Object position labeling entries:
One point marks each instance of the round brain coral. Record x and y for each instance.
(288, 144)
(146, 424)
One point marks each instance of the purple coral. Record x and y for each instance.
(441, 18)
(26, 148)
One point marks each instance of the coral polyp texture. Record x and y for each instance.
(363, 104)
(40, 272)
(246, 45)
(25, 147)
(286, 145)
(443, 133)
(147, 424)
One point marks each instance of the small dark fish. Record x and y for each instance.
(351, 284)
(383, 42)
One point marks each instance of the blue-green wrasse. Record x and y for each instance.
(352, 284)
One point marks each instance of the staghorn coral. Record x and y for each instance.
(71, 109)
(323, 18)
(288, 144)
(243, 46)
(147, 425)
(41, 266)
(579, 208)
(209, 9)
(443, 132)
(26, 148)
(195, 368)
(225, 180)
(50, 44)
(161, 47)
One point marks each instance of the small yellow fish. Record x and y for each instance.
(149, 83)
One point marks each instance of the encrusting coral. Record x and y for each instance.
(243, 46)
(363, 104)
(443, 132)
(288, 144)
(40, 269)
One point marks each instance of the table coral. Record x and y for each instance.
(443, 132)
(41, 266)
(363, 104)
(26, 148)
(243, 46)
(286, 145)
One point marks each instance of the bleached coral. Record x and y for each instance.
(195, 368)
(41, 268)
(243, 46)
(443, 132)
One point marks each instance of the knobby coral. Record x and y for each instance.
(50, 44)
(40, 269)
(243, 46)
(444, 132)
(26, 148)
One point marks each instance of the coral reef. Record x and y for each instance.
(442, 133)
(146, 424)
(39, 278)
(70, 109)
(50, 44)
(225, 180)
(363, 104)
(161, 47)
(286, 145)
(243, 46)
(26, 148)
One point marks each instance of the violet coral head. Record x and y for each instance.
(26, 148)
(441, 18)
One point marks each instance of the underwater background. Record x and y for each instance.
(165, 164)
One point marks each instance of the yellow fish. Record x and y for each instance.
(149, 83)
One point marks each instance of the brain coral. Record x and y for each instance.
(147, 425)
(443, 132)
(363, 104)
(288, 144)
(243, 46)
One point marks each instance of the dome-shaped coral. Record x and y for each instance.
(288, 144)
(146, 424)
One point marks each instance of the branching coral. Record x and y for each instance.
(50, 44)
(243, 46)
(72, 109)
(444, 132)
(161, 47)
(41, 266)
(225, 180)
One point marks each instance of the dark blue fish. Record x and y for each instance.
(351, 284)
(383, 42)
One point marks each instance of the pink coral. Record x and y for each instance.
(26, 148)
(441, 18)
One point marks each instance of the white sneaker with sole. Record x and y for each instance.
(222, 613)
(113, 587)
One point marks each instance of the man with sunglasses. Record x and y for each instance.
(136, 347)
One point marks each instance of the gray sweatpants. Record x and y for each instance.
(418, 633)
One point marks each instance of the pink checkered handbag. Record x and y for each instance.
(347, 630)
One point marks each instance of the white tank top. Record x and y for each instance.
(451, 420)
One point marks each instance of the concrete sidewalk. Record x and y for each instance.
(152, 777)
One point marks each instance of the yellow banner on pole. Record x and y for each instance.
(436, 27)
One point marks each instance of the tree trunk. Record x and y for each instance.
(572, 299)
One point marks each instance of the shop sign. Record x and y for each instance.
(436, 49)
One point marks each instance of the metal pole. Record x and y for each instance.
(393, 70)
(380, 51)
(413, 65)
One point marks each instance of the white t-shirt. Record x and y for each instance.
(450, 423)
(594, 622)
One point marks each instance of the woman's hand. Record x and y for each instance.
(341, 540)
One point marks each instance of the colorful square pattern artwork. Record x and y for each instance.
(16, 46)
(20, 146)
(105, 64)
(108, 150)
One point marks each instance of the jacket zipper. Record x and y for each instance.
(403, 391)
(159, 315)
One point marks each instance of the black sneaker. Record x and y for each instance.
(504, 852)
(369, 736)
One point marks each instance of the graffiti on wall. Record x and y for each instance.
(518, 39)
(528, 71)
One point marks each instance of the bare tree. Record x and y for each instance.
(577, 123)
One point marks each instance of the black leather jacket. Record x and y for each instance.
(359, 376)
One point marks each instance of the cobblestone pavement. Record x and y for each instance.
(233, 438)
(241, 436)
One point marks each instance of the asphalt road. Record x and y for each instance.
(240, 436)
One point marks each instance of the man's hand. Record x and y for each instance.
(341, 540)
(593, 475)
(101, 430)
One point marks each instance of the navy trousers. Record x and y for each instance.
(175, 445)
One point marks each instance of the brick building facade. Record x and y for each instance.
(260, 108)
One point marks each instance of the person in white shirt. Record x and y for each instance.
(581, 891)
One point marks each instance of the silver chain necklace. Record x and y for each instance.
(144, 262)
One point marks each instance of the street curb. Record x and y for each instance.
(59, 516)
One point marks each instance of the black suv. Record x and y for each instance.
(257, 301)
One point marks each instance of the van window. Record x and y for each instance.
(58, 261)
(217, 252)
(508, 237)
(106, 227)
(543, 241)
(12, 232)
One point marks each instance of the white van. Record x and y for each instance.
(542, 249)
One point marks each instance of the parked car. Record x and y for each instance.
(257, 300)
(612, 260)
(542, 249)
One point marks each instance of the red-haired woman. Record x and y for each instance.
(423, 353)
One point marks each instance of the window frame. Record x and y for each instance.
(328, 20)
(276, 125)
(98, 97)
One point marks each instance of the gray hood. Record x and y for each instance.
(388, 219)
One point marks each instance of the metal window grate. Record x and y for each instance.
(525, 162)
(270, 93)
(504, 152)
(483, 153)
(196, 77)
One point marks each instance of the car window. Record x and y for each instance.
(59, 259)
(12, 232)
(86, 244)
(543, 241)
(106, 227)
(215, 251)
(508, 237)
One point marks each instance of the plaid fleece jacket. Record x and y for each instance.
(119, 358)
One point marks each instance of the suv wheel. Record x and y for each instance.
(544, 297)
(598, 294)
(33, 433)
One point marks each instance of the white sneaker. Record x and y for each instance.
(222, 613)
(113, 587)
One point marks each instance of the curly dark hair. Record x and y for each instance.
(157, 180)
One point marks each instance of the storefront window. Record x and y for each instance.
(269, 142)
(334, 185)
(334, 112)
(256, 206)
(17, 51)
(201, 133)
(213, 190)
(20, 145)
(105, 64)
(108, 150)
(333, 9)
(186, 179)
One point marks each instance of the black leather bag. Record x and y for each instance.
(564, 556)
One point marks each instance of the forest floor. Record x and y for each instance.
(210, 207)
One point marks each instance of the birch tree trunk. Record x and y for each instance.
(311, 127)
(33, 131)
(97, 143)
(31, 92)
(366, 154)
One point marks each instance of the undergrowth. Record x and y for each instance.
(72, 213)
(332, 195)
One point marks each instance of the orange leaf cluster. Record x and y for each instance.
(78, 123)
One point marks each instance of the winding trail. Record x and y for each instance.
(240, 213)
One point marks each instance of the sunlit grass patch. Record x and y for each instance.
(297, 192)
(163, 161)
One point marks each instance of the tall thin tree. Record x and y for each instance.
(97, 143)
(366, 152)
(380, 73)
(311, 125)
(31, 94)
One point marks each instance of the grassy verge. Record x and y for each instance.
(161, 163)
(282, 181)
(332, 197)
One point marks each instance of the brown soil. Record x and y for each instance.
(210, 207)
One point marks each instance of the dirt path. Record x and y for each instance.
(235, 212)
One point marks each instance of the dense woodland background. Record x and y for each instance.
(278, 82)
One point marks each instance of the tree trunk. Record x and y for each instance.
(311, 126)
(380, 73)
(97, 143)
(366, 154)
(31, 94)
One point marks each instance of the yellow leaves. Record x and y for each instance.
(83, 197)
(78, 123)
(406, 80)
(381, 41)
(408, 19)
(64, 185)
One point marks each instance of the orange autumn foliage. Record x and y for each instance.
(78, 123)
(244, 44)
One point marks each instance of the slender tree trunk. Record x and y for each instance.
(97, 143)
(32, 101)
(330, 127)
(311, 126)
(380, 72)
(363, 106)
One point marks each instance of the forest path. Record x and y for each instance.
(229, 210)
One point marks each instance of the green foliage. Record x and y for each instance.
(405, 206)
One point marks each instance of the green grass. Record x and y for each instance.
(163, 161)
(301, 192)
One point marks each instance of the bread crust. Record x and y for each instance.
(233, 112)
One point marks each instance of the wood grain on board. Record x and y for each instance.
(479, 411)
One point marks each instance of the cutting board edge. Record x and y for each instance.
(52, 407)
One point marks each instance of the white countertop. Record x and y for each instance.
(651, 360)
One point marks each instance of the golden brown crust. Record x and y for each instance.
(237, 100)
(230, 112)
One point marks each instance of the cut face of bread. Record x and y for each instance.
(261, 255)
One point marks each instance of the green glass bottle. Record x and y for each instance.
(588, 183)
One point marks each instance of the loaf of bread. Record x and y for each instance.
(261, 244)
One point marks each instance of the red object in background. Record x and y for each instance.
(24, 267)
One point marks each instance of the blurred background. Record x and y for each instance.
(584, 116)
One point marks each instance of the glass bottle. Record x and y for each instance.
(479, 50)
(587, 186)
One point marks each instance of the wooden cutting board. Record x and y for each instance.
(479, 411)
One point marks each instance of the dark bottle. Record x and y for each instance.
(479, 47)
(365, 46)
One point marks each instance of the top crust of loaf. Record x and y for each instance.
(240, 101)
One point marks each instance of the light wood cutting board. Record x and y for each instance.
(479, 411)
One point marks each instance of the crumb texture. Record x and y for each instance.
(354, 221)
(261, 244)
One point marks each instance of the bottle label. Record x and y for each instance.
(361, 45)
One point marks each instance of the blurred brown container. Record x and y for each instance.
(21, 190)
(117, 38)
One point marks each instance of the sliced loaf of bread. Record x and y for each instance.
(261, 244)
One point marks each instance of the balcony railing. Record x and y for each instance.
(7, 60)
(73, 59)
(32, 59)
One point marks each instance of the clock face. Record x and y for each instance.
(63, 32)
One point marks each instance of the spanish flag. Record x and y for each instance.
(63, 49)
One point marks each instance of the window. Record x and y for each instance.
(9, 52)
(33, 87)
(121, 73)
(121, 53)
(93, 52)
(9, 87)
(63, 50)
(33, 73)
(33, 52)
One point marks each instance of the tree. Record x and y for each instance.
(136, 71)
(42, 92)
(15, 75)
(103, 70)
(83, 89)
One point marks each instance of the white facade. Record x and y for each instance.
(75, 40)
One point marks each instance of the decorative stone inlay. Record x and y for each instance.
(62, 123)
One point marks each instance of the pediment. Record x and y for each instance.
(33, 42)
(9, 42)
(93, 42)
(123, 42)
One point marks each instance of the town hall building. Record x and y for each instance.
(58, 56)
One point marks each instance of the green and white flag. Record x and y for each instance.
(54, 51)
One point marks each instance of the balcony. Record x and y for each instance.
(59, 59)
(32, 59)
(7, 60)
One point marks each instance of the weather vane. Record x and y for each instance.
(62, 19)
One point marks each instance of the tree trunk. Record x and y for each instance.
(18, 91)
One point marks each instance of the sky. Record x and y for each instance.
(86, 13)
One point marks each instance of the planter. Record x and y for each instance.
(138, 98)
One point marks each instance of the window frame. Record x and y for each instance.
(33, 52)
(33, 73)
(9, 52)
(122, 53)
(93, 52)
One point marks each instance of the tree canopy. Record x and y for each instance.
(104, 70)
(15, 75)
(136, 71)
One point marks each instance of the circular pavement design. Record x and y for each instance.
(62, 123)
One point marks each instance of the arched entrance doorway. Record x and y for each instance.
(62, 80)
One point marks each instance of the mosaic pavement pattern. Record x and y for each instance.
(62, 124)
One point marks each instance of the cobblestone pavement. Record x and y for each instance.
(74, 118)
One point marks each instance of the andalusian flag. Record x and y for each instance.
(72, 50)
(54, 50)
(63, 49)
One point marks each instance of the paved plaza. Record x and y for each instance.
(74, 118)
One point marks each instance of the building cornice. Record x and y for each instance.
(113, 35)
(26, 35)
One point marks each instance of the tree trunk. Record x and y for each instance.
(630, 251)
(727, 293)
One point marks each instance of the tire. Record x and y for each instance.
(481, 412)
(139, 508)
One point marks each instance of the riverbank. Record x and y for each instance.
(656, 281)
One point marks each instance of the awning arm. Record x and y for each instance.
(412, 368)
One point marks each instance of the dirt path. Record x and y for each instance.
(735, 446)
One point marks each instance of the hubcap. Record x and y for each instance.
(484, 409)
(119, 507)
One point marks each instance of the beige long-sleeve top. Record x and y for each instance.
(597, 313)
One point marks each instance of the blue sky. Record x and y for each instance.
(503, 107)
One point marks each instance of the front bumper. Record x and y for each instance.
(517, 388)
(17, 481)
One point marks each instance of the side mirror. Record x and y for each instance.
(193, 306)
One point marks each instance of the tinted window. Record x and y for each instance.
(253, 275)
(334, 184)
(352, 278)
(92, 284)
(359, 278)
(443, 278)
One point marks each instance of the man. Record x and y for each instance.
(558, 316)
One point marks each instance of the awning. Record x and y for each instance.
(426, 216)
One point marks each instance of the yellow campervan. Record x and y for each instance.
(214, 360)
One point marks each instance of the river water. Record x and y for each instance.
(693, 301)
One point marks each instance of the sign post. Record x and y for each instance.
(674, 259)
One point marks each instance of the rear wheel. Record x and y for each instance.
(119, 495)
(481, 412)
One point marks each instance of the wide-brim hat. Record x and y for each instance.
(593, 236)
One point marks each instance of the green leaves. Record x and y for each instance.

EXERCISE BRIEF
Repeat, word for word, every line from the line that contains "One point marks each instance of the awning." to the end of the entries; include both of those lines and no others.

TASK ANSWER
One point marks each instance of the awning. Record x and y for each instance.
(426, 216)
One point marks each instance of the yellow campervan. Record x and y for each instance.
(214, 360)
One point marks each instance of the river water. Record x and y for each instance.
(693, 301)
One point marks each instance of the sign post. Record x and y for each instance.
(674, 259)
One point marks each instance of the rear wheel. Record x and y for each instance.
(119, 495)
(481, 412)
One point marks each instance of the wide-brim hat. Record x and y for each instance.
(593, 236)
One point marks each instance of the green leaves. Record x and y for each instance.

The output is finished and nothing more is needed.